:: Exercise directions ::
Print each line exactly, beginning with the one where "Provide the coordinates" appears and ending at the last line below.

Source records
--- START ---

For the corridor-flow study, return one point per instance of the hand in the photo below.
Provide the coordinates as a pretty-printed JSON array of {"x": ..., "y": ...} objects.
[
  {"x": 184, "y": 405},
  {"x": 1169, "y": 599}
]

--- END ---

:: Result of the exercise ::
Provide the coordinates as a pretty-printed JSON array of {"x": ..., "y": ...} objects.
[
  {"x": 184, "y": 405},
  {"x": 1169, "y": 599}
]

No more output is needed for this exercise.